Supplied data:
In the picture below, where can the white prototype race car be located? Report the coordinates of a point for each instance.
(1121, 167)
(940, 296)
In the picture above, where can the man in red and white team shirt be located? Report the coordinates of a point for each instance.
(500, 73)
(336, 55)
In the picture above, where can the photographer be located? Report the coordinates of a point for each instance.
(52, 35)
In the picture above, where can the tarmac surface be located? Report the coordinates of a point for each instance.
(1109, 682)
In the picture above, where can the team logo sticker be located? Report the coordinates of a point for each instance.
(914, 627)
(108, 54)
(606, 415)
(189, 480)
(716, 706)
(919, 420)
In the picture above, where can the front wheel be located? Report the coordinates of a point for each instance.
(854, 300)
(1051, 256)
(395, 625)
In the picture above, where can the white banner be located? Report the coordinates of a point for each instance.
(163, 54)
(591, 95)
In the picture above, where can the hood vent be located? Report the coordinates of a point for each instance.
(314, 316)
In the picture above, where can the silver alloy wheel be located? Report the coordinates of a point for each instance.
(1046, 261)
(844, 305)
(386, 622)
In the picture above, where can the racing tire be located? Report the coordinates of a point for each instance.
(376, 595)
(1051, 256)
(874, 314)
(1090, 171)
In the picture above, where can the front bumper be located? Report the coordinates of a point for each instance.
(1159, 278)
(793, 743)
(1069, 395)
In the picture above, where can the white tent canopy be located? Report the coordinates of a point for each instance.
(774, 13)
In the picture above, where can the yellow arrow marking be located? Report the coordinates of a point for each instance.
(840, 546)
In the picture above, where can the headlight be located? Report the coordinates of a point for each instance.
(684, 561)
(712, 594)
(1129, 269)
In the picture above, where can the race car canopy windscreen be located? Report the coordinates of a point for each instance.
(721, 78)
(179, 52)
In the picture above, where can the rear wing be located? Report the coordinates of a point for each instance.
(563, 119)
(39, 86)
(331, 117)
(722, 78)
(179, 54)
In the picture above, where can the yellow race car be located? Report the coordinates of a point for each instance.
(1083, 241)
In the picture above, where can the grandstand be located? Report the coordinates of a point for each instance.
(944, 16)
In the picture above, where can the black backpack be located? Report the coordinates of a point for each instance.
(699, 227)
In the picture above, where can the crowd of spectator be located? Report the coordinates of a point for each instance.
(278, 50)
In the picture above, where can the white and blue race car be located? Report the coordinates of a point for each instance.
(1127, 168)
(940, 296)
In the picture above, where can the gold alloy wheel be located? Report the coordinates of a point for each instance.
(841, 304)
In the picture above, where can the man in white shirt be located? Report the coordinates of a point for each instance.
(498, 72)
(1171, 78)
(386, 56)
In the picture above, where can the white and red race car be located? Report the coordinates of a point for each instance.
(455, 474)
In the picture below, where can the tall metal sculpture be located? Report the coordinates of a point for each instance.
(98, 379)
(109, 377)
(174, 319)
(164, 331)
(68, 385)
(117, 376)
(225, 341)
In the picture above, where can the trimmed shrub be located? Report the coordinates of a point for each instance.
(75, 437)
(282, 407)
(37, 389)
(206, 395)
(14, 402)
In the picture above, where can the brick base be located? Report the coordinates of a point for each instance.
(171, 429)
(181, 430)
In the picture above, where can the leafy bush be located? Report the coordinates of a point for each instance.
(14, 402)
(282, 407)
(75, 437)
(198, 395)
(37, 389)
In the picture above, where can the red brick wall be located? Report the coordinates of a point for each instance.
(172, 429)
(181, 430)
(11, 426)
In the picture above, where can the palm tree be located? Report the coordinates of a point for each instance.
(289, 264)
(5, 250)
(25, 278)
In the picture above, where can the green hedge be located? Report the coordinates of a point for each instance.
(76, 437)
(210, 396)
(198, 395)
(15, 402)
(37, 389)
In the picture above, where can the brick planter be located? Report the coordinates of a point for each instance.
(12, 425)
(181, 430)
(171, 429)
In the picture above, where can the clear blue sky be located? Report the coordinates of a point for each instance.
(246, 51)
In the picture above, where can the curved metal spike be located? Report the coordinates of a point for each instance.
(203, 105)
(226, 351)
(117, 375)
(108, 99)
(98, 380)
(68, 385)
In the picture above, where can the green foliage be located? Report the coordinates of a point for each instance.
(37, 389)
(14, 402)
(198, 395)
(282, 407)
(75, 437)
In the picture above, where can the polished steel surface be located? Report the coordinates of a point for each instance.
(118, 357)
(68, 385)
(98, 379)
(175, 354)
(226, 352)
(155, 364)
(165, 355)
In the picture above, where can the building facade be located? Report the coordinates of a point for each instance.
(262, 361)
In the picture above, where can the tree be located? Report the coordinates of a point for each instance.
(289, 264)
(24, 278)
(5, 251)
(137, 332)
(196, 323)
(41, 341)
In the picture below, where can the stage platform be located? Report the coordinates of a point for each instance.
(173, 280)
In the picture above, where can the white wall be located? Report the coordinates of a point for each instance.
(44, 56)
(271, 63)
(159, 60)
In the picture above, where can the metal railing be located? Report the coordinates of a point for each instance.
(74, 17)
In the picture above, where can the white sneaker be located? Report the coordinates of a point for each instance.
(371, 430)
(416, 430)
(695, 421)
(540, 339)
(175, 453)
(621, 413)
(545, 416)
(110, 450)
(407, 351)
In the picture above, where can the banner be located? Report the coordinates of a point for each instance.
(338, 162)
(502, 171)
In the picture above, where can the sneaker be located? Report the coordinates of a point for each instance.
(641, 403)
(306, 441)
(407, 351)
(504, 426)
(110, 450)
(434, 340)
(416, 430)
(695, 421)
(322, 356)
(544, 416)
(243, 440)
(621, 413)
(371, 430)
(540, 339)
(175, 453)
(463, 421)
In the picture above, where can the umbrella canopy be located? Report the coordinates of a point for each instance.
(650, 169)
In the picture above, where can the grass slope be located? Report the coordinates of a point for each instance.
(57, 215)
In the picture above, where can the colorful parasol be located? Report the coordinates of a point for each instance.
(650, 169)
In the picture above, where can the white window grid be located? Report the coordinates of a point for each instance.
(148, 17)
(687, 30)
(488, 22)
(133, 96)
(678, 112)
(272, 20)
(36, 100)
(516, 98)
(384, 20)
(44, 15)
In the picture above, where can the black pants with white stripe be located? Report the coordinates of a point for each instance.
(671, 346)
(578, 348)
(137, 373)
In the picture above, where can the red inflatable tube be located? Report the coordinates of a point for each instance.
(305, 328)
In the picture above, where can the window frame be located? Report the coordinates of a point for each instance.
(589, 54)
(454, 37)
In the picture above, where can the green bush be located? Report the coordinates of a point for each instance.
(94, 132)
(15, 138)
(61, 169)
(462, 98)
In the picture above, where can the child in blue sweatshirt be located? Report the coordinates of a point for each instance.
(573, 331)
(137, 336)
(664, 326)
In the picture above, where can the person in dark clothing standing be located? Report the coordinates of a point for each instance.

Try it: Each entry is to be retyped precisely as it stands.

Answer to the problem:
In the picture below, where can the white prototype race car be located? Report the coordinates of a point for each instance.
(1121, 167)
(940, 296)
In the picture above, where can the man in red and white team shirt be located? Report the coordinates of a point for each instance.
(500, 73)
(336, 55)
In the picture above, where can the photographer be located? Report the coordinates of a point for each instance.
(52, 35)
In the picture above, where can the tarmac surface be located? Report the coordinates of a point for each instance.
(1109, 682)
In the picture above, where can the team logo sticker be located? Report the coordinates of a point for each instance.
(914, 627)
(108, 54)
(606, 415)
(189, 480)
(716, 706)
(919, 420)
In the picture above, where can the front wheel be located? Report the coordinates of a point for each instance.
(854, 300)
(1051, 256)
(395, 625)
In the picture above, where can the white banner be located? Report the coordinates of a point for each instance.
(163, 54)
(591, 95)
In the picture above, where can the hood vent be located? Report the coordinates of a point for each instance.
(314, 316)
In the picture above, where can the silver alloy wheel be located? Report the coordinates of a point for each instance.
(1046, 261)
(844, 305)
(386, 622)
In the picture above, where can the racing tire be located? Report the coordinates of a point for each instance.
(376, 595)
(1051, 256)
(874, 314)
(1090, 171)
In the picture above, where can the front bumper be located? Report the coordinates of a point for each instance.
(1159, 278)
(793, 743)
(1069, 395)
In the picture above, where can the white tent canopy be located? Report the coordinates of a point for each instance.
(774, 13)
In the picture above, where can the yellow arrow marking be located? Report the coordinates of a point for each instance.
(840, 546)
In the picture above, where can the headlight be located? Report the coordinates of a point for each instance.
(684, 561)
(712, 594)
(1129, 269)
In the picture above, where can the race car canopy windscreen be located? Report the coordinates of a point for each instance.
(721, 78)
(179, 52)
In the picture above, where can the rear wing be located? Report the coordinates of a point for each instance.
(563, 119)
(39, 86)
(331, 117)
(722, 78)
(179, 54)
In the picture above, where can the yellow race car be located? Report the coordinates of a point for each instance.
(1083, 241)
In the picture above, where can the grandstand be located? Report the coordinates of a point for each instance.
(944, 16)
In the picture above, where can the black backpack be located? Report the coordinates of a point for each instance.
(699, 227)
In the picture above, where can the crowd of spectator be located? Report the coordinates of a point for each instance.
(278, 50)
In the picture above, where can the white and blue race car be located? Report the coordinates of a point for each instance.
(1127, 168)
(940, 296)
In the picture above, where can the gold alloy wheel be located? Report the coordinates of a point for each instance.
(841, 304)
In the picture above, where can the man in white shirt be located? Report the coordinates of a point for each instance.
(498, 72)
(1171, 78)
(386, 56)
In the picture above, where can the white and red race car be located? Report the coordinates of a point for each instance.
(455, 474)
In the picture below, where can the tall metal sculpture be located? Report the coordinates of a point for each instance.
(98, 379)
(109, 377)
(174, 319)
(164, 331)
(68, 385)
(117, 376)
(225, 341)
In the picture above, where can the trimmed shrub be located? Report the coordinates of a point for each instance.
(75, 437)
(282, 407)
(37, 389)
(206, 395)
(14, 402)
In the picture above, where can the brick base be located? Report the coordinates of a point for each instance.
(171, 429)
(181, 430)
In the picture above, where can the leafy bush be located? Report the coordinates of a point for each instance.
(14, 402)
(282, 407)
(75, 437)
(198, 395)
(37, 389)
In the picture above, where can the red brick wall be located? Report the coordinates of a point for each instance.
(172, 429)
(181, 430)
(11, 426)
In the picture above, where can the palm tree be located? Report the coordinates of a point for each instance.
(289, 264)
(5, 250)
(25, 278)
In the picture above, where can the green hedge be located? Report the coordinates of a point for each instance.
(76, 437)
(210, 396)
(198, 395)
(15, 402)
(37, 389)
In the picture above, where can the brick planter be located? Report the coordinates of a point for each instance.
(12, 425)
(181, 430)
(171, 429)
In the picture above, where can the clear blue sky be located? Report the coordinates of a point for each instance.
(246, 51)
In the picture above, where can the curved metal spike be located? Report the coordinates of a point for each instance.
(203, 105)
(226, 351)
(117, 375)
(108, 99)
(98, 380)
(68, 385)
In the picture above, where can the green foliage be located? Report the coordinates of a point for each instance.
(37, 389)
(14, 402)
(198, 395)
(282, 407)
(75, 437)
In the picture above, where can the polished steel surface be located? Report the coordinates of a point for each instance.
(118, 357)
(68, 385)
(98, 379)
(175, 354)
(226, 352)
(155, 364)
(165, 355)
In the picture above, where can the building facade be located? Report the coordinates of a point for each instance.
(262, 361)
In the picture above, where can the tree be located? Report the coordinates of a point for each instance.
(289, 264)
(24, 278)
(5, 251)
(137, 332)
(196, 323)
(41, 341)
In the picture below, where can the stage platform be located? Report the coordinates of a point for each instance.
(173, 280)
In the picture above, where can the white wall be located? Report the coordinates of a point for each instance.
(44, 56)
(271, 63)
(159, 60)
In the picture above, where can the metal railing be located? Report the coordinates of a point for each instance.
(74, 17)
In the picture above, where can the white sneaker be located? Report the coordinates of a point for each instance.
(371, 430)
(416, 430)
(695, 421)
(540, 339)
(175, 453)
(621, 413)
(545, 416)
(110, 450)
(407, 351)
In the picture above, where can the banner be located? Report the coordinates of a point for each instance.
(338, 162)
(502, 171)
In the picture above, where can the sneaker be located? Report the coordinates of a point for each instance.
(641, 403)
(306, 441)
(407, 351)
(504, 426)
(110, 450)
(434, 340)
(416, 430)
(695, 421)
(322, 356)
(544, 416)
(243, 440)
(621, 413)
(371, 430)
(540, 339)
(175, 453)
(463, 421)
In the picture above, where can the umbrella canopy be located? Report the coordinates of a point for each instance.
(650, 169)
In the picture above, where can the grass slope be located? Report the coordinates of a point for each instance.
(57, 215)
In the picture above, where can the colorful parasol be located? Report the coordinates of a point for each instance.
(650, 169)
In the picture above, where can the white window grid be located? Report the coordinates of a point for each instance.
(148, 17)
(687, 30)
(488, 22)
(133, 96)
(678, 112)
(272, 20)
(36, 100)
(516, 98)
(384, 20)
(44, 15)
In the picture above, where can the black pants with white stripe be located? Report the coordinates of a point for each instance.
(671, 346)
(578, 348)
(137, 373)
In the picture above, where can the red inflatable tube be located? Report the coordinates of a point for each instance.
(305, 328)
In the picture above, where can the window frame be located? Report the coordinates of a point for each instance.
(589, 54)
(454, 37)
In the picture above, where can the green bush be located? Report the coordinates of a point for each instance.
(94, 132)
(15, 138)
(61, 169)
(462, 98)
In the picture above, where can the child in blue sweatshirt be located? Report the coordinates of a point for each instance.
(573, 331)
(137, 336)
(664, 326)
In the picture above, where can the person in dark clothing standing be located? Report the coordinates of a point for each instance.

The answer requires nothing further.